>> start RECORDS FOR THE EXERCISE
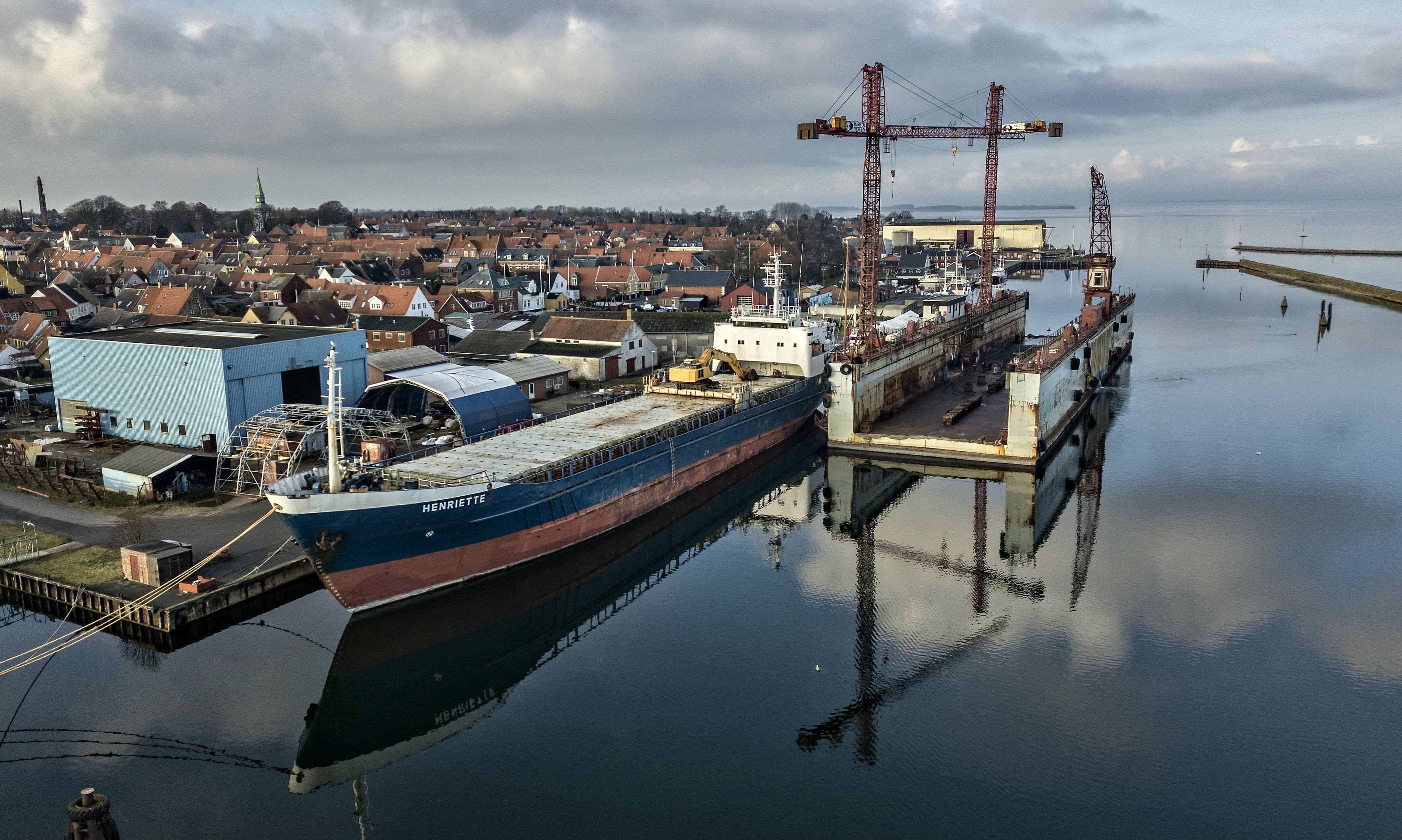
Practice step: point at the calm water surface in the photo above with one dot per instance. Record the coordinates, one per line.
(1188, 627)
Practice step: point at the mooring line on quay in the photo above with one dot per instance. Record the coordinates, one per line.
(88, 632)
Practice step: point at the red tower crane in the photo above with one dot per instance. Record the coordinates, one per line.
(1100, 257)
(876, 128)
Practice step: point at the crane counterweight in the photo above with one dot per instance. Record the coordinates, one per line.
(876, 130)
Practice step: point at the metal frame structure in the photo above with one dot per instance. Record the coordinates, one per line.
(876, 130)
(1101, 254)
(284, 434)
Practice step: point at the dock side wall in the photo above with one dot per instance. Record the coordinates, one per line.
(866, 393)
(1041, 404)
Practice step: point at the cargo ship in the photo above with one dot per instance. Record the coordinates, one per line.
(415, 674)
(380, 532)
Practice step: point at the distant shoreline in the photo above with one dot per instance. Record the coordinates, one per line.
(944, 208)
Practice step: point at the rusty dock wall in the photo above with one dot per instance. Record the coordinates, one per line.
(1046, 389)
(867, 392)
(165, 626)
(1318, 282)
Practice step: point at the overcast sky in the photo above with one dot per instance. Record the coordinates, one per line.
(686, 103)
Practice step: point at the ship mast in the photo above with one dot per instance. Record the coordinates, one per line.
(333, 423)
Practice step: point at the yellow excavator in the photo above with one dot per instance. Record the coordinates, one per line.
(694, 371)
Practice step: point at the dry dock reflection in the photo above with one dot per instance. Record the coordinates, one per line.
(860, 491)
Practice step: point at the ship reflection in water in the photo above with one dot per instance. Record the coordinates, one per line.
(860, 491)
(415, 674)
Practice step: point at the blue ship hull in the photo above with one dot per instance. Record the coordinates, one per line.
(380, 546)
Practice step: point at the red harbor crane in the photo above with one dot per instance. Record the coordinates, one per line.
(1100, 257)
(876, 128)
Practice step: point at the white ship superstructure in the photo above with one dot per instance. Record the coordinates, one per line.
(776, 340)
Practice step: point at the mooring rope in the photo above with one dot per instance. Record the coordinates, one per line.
(120, 615)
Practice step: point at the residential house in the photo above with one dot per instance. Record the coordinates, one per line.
(309, 313)
(69, 305)
(184, 240)
(491, 347)
(385, 333)
(502, 291)
(608, 282)
(595, 350)
(12, 309)
(175, 301)
(282, 289)
(704, 288)
(403, 362)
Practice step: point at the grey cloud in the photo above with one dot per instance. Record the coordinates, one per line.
(624, 101)
(1073, 12)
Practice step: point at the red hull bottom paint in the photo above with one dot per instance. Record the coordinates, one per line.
(387, 581)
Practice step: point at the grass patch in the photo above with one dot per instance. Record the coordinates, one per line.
(86, 566)
(47, 540)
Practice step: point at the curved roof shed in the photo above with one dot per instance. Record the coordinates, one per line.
(482, 399)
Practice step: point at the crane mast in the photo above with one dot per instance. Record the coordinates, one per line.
(1100, 257)
(876, 130)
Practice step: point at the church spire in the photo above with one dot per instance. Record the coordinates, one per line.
(260, 211)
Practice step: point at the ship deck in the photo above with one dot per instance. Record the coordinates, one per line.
(515, 455)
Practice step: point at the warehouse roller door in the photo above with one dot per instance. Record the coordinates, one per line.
(69, 411)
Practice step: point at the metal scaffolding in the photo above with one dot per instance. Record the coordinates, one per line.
(292, 437)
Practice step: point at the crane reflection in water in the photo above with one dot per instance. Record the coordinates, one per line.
(415, 674)
(860, 491)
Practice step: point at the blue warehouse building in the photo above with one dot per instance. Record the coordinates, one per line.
(181, 384)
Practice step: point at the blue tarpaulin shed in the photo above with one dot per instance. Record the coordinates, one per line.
(480, 399)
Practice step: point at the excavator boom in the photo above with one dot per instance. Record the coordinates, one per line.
(700, 369)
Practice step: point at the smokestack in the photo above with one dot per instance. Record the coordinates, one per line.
(44, 204)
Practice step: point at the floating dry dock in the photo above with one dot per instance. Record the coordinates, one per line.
(895, 404)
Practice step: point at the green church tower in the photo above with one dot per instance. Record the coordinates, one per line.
(260, 211)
>> end RECORDS FOR THE EXERCISE
Copy exactly the lines from the one containing "Practice step: point at the blue warehouse" through the last line of the records, both included, and nothing else.

Practice step: point at the blue warehouse building in the photo above with one dot per instance. Record the coordinates, one per line.
(181, 384)
Practice step: point at the blue tarpaulin shed in the photo above with one dot per instance. Record the coordinates, one per line.
(480, 399)
Practice step: point at the excavator boom in the photo above with one dot per instance. Record the coordinates, one per line.
(700, 369)
Practice step: point at the smokestack in the photo above with one dot per instance. Record the coordinates, one per line.
(44, 204)
Practice step: point at the floating dry dock in the photo above with one dot per instance. Record the coordinates, one per line.
(895, 404)
Practice step: point at the green church tower in the photo above with one dot per instance. Record the coordinates, one per line.
(260, 211)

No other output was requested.